| Listed entries |
╔══

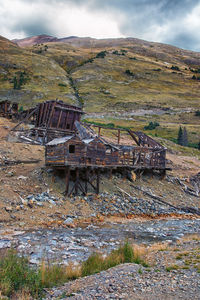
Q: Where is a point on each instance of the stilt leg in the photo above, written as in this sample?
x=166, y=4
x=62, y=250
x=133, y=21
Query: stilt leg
x=67, y=174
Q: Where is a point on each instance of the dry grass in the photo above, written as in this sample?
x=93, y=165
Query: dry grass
x=188, y=238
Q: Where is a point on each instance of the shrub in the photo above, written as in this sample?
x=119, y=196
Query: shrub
x=176, y=68
x=151, y=126
x=129, y=73
x=17, y=278
x=62, y=84
x=16, y=274
x=101, y=54
x=197, y=113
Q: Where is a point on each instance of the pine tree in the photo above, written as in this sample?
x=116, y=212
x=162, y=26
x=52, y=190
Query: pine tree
x=180, y=136
x=185, y=138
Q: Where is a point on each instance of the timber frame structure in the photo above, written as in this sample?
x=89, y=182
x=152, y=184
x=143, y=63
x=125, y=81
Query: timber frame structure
x=86, y=154
x=8, y=109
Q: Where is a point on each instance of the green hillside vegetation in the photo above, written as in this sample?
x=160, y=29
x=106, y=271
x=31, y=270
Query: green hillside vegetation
x=109, y=76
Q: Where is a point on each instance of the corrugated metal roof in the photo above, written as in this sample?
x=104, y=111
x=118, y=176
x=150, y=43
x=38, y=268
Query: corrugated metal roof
x=59, y=140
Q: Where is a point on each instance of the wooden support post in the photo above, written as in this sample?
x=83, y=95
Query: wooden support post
x=98, y=181
x=163, y=174
x=118, y=137
x=60, y=115
x=99, y=131
x=110, y=173
x=86, y=181
x=77, y=180
x=67, y=176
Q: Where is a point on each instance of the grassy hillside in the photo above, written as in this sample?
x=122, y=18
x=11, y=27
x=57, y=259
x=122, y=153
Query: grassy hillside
x=111, y=79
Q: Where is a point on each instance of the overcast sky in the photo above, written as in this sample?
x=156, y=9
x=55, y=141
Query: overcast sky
x=175, y=22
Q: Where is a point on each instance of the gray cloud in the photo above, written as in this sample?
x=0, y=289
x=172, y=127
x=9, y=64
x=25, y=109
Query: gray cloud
x=161, y=21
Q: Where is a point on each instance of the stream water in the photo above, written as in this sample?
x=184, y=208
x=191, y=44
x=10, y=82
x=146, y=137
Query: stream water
x=77, y=244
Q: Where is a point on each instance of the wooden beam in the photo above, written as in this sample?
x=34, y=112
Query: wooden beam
x=99, y=131
x=60, y=115
x=67, y=176
x=86, y=180
x=77, y=181
x=118, y=137
x=98, y=181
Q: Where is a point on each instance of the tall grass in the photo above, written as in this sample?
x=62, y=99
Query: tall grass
x=18, y=278
x=96, y=262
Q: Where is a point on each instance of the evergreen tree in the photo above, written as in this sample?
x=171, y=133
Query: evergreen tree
x=180, y=136
x=185, y=138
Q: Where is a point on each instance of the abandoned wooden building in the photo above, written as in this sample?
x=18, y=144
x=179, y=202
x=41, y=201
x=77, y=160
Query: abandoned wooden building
x=84, y=155
x=52, y=119
x=8, y=109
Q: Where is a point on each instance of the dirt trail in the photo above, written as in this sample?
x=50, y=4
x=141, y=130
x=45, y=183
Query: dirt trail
x=19, y=181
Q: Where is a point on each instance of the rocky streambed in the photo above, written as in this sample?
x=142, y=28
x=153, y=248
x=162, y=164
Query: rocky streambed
x=76, y=244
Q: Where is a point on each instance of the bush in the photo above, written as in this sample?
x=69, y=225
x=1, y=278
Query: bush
x=197, y=113
x=176, y=68
x=96, y=263
x=101, y=54
x=129, y=73
x=62, y=84
x=151, y=126
x=16, y=274
x=18, y=278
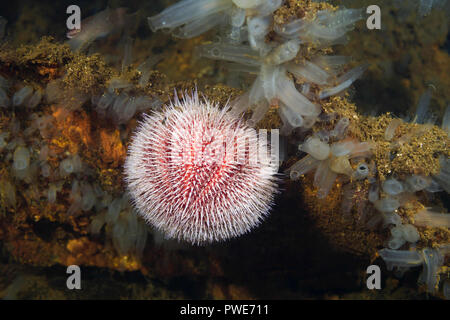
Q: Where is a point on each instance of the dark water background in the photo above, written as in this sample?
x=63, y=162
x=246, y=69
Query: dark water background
x=287, y=256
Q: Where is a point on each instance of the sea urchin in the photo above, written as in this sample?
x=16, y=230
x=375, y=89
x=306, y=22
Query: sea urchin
x=191, y=172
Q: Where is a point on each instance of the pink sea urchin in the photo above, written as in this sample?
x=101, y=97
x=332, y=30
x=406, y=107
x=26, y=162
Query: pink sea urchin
x=191, y=173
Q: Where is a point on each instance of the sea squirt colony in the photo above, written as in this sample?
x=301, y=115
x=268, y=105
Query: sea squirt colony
x=295, y=75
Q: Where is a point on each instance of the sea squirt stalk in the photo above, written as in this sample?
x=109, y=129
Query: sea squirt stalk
x=190, y=174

╚══

| Problem to work on |
Reproduce exactly, with nothing added, the lines from the one that contains "Q: Where is a point on each instance of the dark" to the end of the data.

| Correct response |
Q: Where is a point on each instance of the dark water background in the photo above, written as in this sample?
x=63, y=162
x=246, y=69
Query: dark water background
x=287, y=256
Q: Where is a point on each instance of the sea urchin in the photo above, written as in this sample?
x=16, y=230
x=375, y=89
x=306, y=22
Query: sea urchin
x=191, y=172
Q: Where is a point on each instance of the pink sea urchin in the photo above, written as in this sample?
x=101, y=97
x=332, y=30
x=406, y=107
x=26, y=162
Query: pink sea urchin
x=191, y=173
Q: Where is a point on each instance of the sea squirt colony in the photo above, written as in this sample?
x=301, y=115
x=268, y=105
Query: sea squirt colony
x=295, y=75
Q: Where is a point on each instance of the sea squirt stalk in the photo above, written as in this sample?
x=109, y=129
Query: sea squirt stalk
x=190, y=174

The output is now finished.